◆ **Source data**:
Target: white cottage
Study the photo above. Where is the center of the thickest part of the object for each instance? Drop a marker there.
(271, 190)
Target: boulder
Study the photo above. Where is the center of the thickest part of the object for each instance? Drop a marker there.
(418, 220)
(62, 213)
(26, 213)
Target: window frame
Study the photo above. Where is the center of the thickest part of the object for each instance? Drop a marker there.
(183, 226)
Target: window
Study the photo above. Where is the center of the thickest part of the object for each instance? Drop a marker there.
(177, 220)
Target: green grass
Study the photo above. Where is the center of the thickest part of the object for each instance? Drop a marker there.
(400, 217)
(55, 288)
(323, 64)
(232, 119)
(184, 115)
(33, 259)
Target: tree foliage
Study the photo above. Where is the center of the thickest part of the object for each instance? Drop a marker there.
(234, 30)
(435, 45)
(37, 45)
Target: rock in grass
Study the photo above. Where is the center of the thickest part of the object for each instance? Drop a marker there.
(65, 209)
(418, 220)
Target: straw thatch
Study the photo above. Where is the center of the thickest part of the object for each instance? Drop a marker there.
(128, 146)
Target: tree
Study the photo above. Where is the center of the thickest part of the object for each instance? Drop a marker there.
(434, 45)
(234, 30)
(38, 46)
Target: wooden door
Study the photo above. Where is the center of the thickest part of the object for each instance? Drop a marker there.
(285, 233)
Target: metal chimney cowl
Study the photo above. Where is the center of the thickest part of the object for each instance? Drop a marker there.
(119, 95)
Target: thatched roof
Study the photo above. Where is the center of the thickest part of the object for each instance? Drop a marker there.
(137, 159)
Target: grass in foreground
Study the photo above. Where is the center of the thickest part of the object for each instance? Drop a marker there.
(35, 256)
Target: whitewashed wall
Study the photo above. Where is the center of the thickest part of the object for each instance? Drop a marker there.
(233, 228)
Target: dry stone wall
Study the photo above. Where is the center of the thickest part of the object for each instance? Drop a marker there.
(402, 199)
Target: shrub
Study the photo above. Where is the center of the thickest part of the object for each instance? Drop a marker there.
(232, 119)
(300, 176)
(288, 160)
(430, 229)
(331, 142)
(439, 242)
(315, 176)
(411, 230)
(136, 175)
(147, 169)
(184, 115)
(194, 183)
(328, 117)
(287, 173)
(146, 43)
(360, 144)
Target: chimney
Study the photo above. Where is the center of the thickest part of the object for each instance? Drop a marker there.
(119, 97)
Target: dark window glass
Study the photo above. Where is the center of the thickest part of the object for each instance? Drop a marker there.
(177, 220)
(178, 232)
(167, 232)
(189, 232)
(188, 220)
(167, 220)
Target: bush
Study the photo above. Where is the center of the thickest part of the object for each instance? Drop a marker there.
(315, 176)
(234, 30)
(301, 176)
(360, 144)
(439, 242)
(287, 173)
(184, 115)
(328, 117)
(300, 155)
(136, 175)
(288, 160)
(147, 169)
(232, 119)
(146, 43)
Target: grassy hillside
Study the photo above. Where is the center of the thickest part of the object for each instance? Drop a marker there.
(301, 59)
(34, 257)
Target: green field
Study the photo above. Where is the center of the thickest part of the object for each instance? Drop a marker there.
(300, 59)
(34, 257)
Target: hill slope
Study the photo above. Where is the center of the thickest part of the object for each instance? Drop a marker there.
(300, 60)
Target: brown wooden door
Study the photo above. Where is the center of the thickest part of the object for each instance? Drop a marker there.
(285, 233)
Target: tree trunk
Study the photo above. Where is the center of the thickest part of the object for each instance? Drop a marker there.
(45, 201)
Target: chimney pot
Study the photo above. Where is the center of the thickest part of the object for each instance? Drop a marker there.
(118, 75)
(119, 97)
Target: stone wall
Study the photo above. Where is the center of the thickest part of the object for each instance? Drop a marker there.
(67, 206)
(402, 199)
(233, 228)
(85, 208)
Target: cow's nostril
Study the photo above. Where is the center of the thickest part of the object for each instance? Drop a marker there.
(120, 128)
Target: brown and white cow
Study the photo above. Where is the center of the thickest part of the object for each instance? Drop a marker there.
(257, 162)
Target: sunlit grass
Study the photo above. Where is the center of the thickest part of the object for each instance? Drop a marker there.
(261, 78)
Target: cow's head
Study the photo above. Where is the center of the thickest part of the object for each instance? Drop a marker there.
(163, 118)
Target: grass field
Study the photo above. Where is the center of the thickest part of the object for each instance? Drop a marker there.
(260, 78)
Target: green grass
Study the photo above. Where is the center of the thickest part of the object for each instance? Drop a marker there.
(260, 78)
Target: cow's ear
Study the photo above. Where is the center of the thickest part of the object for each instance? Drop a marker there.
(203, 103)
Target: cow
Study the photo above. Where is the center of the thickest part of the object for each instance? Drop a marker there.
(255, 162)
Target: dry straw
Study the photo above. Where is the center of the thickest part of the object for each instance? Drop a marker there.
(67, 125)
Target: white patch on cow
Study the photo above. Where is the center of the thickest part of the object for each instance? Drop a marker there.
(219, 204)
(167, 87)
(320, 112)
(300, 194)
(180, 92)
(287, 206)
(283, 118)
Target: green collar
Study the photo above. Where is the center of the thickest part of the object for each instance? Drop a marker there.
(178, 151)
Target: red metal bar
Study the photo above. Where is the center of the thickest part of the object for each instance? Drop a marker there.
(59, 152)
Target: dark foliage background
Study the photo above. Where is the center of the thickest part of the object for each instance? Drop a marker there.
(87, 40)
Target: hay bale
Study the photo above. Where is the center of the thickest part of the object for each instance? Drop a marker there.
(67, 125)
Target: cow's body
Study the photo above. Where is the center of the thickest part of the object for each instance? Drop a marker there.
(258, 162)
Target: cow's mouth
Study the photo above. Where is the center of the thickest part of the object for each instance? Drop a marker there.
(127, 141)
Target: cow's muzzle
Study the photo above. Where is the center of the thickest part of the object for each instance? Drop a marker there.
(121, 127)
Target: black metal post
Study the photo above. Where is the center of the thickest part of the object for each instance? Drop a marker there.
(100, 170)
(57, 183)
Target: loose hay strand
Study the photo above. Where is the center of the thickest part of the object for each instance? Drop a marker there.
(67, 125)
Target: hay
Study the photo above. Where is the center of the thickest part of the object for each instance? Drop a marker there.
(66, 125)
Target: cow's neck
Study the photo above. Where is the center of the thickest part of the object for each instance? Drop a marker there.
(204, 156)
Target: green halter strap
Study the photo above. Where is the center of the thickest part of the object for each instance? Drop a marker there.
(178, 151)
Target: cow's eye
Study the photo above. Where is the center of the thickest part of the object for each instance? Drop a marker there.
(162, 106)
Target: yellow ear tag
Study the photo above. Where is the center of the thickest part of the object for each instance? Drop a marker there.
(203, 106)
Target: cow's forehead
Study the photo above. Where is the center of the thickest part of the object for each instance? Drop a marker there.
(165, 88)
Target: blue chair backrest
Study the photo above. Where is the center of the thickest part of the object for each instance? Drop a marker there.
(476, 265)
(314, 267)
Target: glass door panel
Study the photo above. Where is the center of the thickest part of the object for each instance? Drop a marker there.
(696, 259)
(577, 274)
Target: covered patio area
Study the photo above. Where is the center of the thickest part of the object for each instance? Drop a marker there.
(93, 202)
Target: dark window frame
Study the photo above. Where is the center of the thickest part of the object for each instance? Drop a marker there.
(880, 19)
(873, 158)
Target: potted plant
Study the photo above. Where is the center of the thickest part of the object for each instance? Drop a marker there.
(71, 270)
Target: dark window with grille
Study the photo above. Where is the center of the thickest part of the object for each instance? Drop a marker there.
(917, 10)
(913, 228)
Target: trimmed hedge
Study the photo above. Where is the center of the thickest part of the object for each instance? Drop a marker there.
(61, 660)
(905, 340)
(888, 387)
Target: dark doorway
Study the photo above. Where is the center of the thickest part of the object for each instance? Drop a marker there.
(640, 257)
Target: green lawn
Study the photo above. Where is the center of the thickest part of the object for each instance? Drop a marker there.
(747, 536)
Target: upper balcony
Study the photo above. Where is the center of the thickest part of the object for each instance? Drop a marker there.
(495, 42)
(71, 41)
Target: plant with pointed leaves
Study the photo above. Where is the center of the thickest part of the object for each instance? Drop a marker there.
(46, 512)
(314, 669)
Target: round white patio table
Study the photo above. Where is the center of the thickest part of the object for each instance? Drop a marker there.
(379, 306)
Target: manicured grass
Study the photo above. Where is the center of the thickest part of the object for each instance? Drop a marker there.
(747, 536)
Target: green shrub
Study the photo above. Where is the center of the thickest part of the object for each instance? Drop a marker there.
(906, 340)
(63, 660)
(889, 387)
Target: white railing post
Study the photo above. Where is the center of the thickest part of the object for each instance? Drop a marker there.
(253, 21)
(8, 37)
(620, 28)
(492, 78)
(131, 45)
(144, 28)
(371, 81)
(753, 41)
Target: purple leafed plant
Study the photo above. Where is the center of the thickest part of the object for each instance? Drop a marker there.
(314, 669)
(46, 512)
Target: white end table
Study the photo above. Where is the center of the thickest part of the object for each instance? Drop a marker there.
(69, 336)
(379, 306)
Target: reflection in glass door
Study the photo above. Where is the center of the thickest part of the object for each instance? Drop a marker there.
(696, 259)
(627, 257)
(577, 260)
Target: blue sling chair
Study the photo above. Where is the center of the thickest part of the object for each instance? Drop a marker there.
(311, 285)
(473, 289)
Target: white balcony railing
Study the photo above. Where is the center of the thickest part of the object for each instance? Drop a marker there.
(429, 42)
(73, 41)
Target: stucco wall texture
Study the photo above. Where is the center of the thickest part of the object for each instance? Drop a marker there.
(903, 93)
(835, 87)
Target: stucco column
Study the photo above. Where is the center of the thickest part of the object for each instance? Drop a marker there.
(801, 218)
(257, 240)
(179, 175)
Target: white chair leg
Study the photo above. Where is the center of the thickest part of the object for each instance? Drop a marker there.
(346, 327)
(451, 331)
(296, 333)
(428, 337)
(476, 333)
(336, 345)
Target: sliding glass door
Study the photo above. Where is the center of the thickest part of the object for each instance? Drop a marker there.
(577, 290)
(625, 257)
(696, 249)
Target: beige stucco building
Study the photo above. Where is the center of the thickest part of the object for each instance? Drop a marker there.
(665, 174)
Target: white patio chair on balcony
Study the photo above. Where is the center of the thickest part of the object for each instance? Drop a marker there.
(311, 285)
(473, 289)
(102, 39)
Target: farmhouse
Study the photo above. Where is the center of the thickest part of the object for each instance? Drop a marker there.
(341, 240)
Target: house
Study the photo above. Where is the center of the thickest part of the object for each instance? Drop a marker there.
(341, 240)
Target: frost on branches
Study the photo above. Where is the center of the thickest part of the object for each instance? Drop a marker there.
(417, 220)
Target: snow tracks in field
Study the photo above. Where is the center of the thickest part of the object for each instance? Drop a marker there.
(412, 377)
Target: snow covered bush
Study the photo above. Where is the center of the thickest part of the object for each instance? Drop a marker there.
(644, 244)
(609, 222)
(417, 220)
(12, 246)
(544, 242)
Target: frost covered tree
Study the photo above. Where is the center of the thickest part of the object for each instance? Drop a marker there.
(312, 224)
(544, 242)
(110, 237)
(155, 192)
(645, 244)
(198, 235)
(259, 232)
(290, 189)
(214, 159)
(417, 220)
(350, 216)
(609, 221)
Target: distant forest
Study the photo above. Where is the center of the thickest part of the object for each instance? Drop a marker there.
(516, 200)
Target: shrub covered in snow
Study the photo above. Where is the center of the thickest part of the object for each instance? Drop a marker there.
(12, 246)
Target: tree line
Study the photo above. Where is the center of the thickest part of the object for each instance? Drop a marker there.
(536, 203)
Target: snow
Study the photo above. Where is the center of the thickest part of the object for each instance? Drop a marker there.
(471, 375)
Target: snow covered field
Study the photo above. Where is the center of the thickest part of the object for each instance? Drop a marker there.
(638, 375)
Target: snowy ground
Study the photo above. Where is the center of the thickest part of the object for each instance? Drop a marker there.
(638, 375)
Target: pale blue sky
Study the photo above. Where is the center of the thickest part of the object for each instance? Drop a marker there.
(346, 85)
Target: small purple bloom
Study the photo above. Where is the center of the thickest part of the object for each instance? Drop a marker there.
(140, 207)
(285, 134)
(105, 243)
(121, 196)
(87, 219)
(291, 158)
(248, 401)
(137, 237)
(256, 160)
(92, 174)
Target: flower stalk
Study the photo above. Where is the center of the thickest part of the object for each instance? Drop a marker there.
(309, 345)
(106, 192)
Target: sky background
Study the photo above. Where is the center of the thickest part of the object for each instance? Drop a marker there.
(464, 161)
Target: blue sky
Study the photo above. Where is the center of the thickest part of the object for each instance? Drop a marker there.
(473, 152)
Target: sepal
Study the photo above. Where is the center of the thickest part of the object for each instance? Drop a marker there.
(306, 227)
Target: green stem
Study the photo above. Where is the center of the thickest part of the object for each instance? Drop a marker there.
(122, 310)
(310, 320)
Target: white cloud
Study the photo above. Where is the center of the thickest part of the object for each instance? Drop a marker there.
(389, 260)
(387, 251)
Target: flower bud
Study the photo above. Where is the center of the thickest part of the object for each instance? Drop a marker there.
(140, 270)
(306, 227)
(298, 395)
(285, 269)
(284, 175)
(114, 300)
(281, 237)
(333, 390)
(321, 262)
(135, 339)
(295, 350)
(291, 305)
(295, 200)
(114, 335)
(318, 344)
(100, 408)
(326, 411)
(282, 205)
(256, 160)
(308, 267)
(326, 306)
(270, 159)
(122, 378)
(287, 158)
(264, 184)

◆ **Problem**: From the listing above, repeat exactly the lines starting at the line that includes "Target: green shrub" and ending at the line that includes "Target: beige stucco building", with nothing outside that span.

◆ **Your solution**:
Target: green shrub
Study the photo above. Where is the center of the thickest part of the object for each instance? Drop a marker there.
(906, 340)
(63, 660)
(889, 387)
Target: white railing post
Study the photo above. Where is the center of the thickest part of the object for each instance? Drop a marker there.
(253, 21)
(8, 37)
(620, 28)
(492, 78)
(131, 45)
(144, 28)
(371, 81)
(753, 41)
Target: purple leafed plant
Study the photo above. Where is the center of the thickest part of the object for each instance? Drop a marker there.
(314, 669)
(46, 512)
Target: white end table
Study the photo above. Where is the center of the thickest part of the object for each instance? Drop a marker there.
(69, 336)
(379, 306)
Target: reflection in glass door
Study the photo above. Where is the center of the thickest part of the object for each instance? Drop a marker there.
(696, 259)
(627, 257)
(577, 260)
Target: blue sling chair
Study the photo above. Where is the center of the thickest part of the object for each instance? Drop a marker there.
(311, 285)
(473, 289)
Target: white balcony railing
Study the photo above. Where is the center of the thickest part of the object for each instance? Drop a marker there.
(429, 42)
(73, 41)
Target: stucco wall texture
Study the photo above. Where is the center of the thickest part of the object for each instance? Drop a marker there.
(903, 93)
(835, 87)
Target: stucco column
Study the photo above. Where is the center of the thickest part of the object for each instance? Drop a marker there.
(801, 218)
(257, 240)
(179, 175)
Target: white chair leg
Study the photo above. Where is the center of the thickest part of the object for each instance? Drop a marker there.
(346, 327)
(451, 331)
(296, 333)
(428, 337)
(476, 333)
(336, 345)
Target: sliding glass door
Study the photo above. Where is the center of the thickest part of the object for each instance? Drop a marker there.
(577, 290)
(625, 257)
(696, 249)
Target: beige stucco building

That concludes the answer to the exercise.